**Stated task**: Extract each line of the material below that contains the word "brown".
— start Data lines —
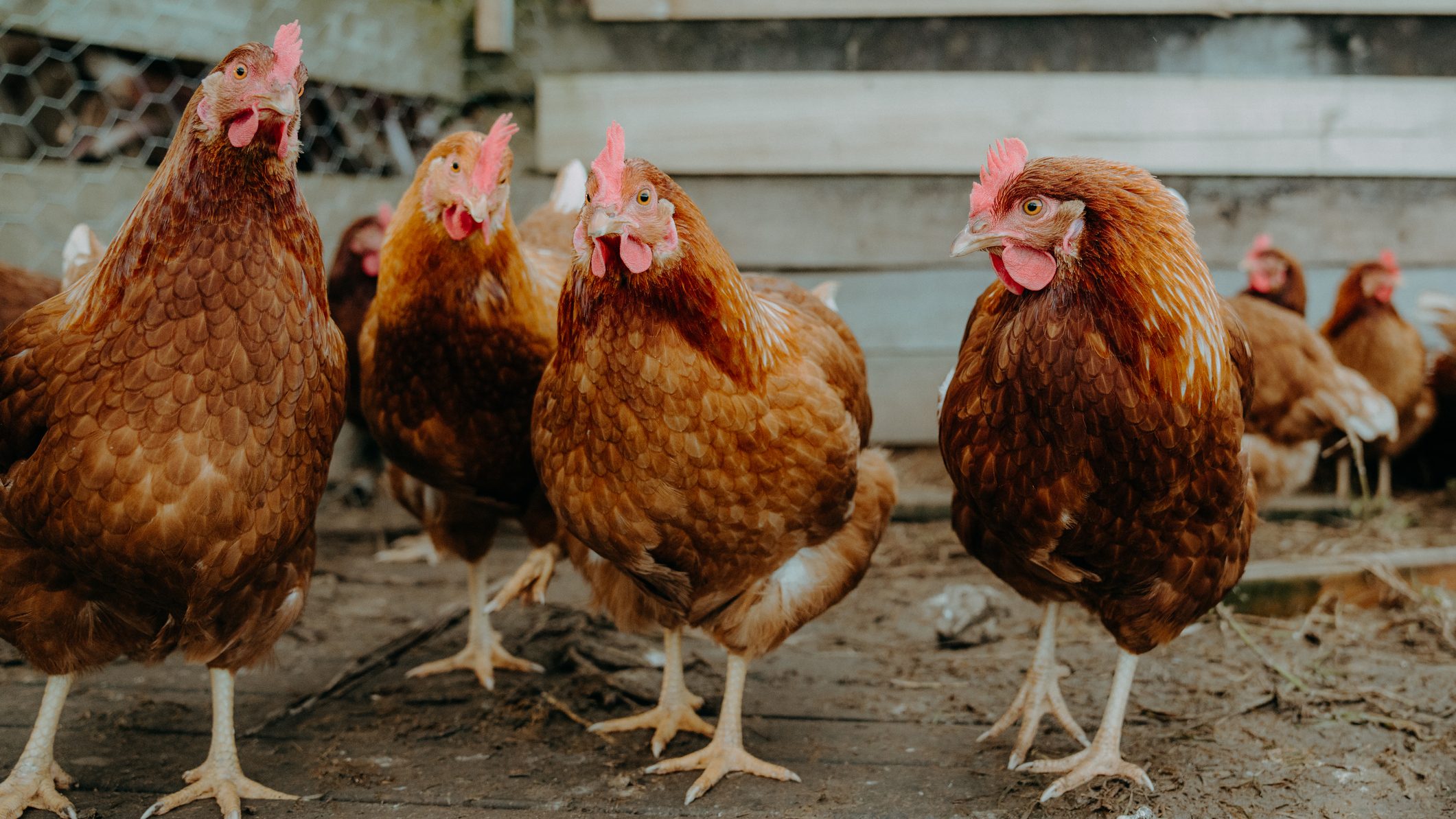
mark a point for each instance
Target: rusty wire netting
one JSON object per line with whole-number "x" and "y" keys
{"x": 79, "y": 122}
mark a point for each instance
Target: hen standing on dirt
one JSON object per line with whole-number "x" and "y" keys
{"x": 1092, "y": 423}
{"x": 1301, "y": 391}
{"x": 705, "y": 433}
{"x": 167, "y": 424}
{"x": 1370, "y": 337}
{"x": 450, "y": 354}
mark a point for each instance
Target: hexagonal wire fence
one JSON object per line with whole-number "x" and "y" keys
{"x": 83, "y": 124}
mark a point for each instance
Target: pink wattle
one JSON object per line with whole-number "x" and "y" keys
{"x": 1028, "y": 267}
{"x": 241, "y": 132}
{"x": 459, "y": 222}
{"x": 635, "y": 254}
{"x": 599, "y": 258}
{"x": 1001, "y": 273}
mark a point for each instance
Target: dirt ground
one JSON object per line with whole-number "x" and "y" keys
{"x": 1349, "y": 713}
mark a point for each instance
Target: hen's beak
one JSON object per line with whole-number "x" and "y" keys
{"x": 603, "y": 223}
{"x": 479, "y": 209}
{"x": 969, "y": 242}
{"x": 283, "y": 100}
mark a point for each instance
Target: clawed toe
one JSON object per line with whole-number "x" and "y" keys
{"x": 717, "y": 761}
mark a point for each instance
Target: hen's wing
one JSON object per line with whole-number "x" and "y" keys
{"x": 1301, "y": 391}
{"x": 842, "y": 359}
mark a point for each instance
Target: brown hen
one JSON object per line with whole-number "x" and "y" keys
{"x": 1094, "y": 420}
{"x": 166, "y": 426}
{"x": 704, "y": 435}
{"x": 21, "y": 290}
{"x": 1370, "y": 337}
{"x": 450, "y": 354}
{"x": 1301, "y": 393}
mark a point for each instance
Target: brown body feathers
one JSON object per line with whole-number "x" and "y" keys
{"x": 1092, "y": 429}
{"x": 166, "y": 424}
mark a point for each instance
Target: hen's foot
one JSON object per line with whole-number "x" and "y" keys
{"x": 1040, "y": 694}
{"x": 1101, "y": 760}
{"x": 531, "y": 580}
{"x": 27, "y": 789}
{"x": 666, "y": 719}
{"x": 411, "y": 549}
{"x": 223, "y": 783}
{"x": 717, "y": 761}
{"x": 479, "y": 659}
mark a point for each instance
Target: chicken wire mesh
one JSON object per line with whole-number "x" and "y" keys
{"x": 83, "y": 124}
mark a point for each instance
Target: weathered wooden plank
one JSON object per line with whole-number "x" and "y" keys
— end Data lines —
**Answer for the task**:
Target: brown hen
Target: brown body feathers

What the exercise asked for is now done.